▶ _DATASET EXCERPTS_:
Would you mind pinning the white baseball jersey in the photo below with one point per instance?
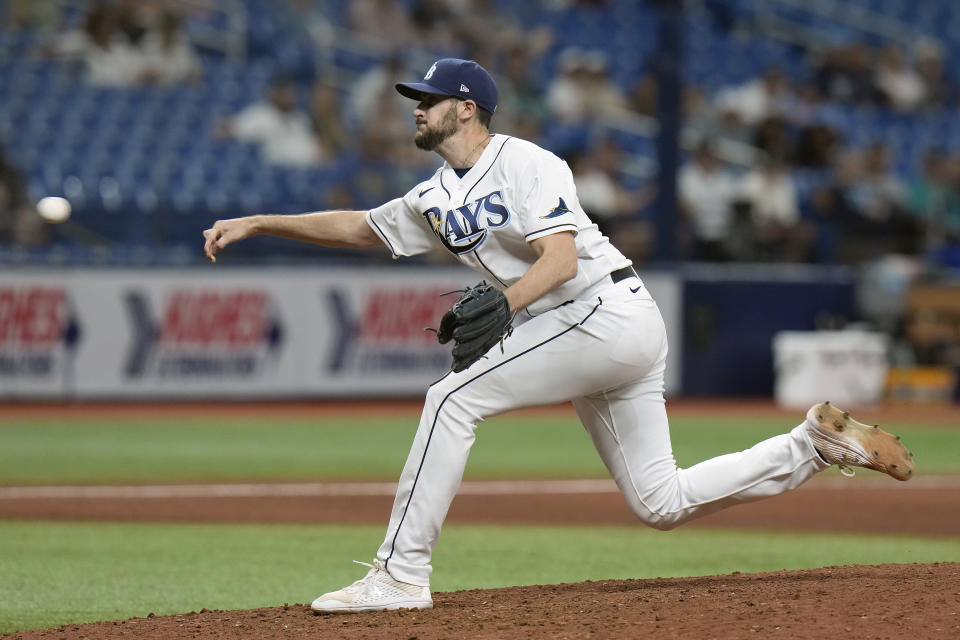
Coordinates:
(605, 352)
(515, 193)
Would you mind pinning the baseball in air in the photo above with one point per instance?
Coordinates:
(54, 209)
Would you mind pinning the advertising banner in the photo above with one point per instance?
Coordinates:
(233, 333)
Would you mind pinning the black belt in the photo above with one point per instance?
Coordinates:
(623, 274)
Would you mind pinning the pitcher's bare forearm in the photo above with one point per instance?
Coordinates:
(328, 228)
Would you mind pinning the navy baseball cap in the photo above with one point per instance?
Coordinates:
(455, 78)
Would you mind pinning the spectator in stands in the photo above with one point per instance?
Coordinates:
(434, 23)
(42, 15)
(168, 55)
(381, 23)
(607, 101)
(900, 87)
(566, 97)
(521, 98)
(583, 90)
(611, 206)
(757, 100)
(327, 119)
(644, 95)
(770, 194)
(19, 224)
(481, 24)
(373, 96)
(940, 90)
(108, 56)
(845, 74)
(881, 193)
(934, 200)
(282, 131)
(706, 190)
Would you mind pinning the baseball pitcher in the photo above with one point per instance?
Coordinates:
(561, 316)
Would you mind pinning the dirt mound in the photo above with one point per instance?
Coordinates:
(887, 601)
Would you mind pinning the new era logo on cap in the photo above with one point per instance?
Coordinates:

▶ _STATED GOAL_: Copy every row above word for word, and leave the picture out of your copy.

▶ _TASK SOLUTION_:
Would you mind pinning the white baseball jersey in the photo below with one point per instance?
Coordinates:
(605, 352)
(515, 193)
Would you mind pinning the baseball in air in the photo above with one point per instance?
Coordinates:
(54, 209)
Would you mind pinning the advertising banner in the photo above with one point per instance?
Coordinates:
(233, 333)
Would you mind pinning the black belt in the photo above with one point per instance?
Coordinates:
(623, 274)
Would you mind pinning the pitcher's bare forearm in the photo above with one point per instance?
Coordinates:
(328, 228)
Would you mind pinning the navy baseball cap in the photo above with one point per instance?
Coordinates:
(455, 78)
Would you mind pinning the spectator in stands in the photo above with one point per instance?
Coordinates:
(434, 23)
(42, 15)
(168, 55)
(381, 23)
(607, 101)
(900, 87)
(566, 97)
(521, 98)
(583, 90)
(611, 206)
(757, 100)
(327, 119)
(644, 95)
(770, 194)
(19, 224)
(481, 24)
(373, 96)
(940, 90)
(108, 56)
(845, 74)
(881, 193)
(934, 200)
(282, 131)
(706, 190)
Would you mind pinning the baseball pitcher in the photo above with one point per instance?
Coordinates:
(561, 316)
Would you mind pinning the dirt mound in the photo above with one point per instance?
Coordinates:
(887, 601)
Would you mind pinning the new era logo on cap in the photo above with one point per instance?
Coordinates:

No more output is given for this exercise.